TEXTAUSZUG

☆ ☆ ☆ ☆ ☆ ☆ ☆

Vor diesem Hintergrund ist der Partisanen-Krieg der Islamischen Bewegung Tadschikistans zu verstehen, der quasi von allen afghanischen Gruppierungen, unabhängig von ihrer Zuordnung, unterstützt wird (vgl. Komsomolskaja Pravda, 7.2.1996, S. 3). Noch in den Jahren 1991/92 gab es zwischen Afghanistan und der tadschikischen islamischen Bewegung - außer dem üblichen Grenzverkehr und geringfügigen Waffengeschäften - kaum Kontakte. Eher waren es die tadschikischen Intellektuellen in der nationalistischen Rastochez-Bewegung, die von einer Grenzrevision und der Vereinigung aller Tadschiken in einem Groß-Tadschikistan träumten.

Mit dem Bürgerkrieg in Tadschikistan änderte sich die Situation. Die tadschikischen Moslem-Kämpfer verbündeten sich mit Mujahedin aus Afghanistan gegen die vorrückenden kommunistischen Milizen aus Kuljab. Eine Massenflucht von Bürgerkriegsopfern nach Afghanistan setzte um die Jahreswende 1992/93 in der Region Pjandsch ein. Die rund 90.000 tadschikischen Flüchtlinge verteilten sich in drei Lager: zwei (Kunduz und Talikan) im Herrschaftsgebiet Masuds und eins in Mazar-i Sharif unter Dostoms Kontrolle. Während im August 1993 der neue kommunistische Machthaber Tadschikistans, Emamoli Rachmonow, und der afghanische Präsident Rabbani einen Freundschaftsvertrag unterzeichneten, bereiteten die tadschikischen Moslem-Kämpfer gemeinsam mit afghanischen Mujahedin der Islamischen Partei (Hezb-e Islami) Hekmatjars und der Islamischen Gesellschaft (Jamiat-e Islami) Rabbanis sowie Wahabis und Salafis aus arabischen Ländern eine großangelegte Gegenoffensive vor. Es ist nicht auszuschließen, daß auch der Staat Tadschikistan - wie Afghanistan - als Folge des Partisanenkrieges in von „Warlords" kontrollierte Regionen zerfällt.

☆ ☆ ☆ ☆ ☆ ☆ ☆

DATEN
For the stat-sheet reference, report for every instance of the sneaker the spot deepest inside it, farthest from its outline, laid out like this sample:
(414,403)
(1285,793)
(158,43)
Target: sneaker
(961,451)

☆ ☆ ☆ ☆ ☆ ☆ ☆

AUFGABE
In welchem Ort befand sich laut dem Textauszug das Flüchtlingslager unter Dostoms Kontrolle?

ANTWORT
In Mazar-i Sharif.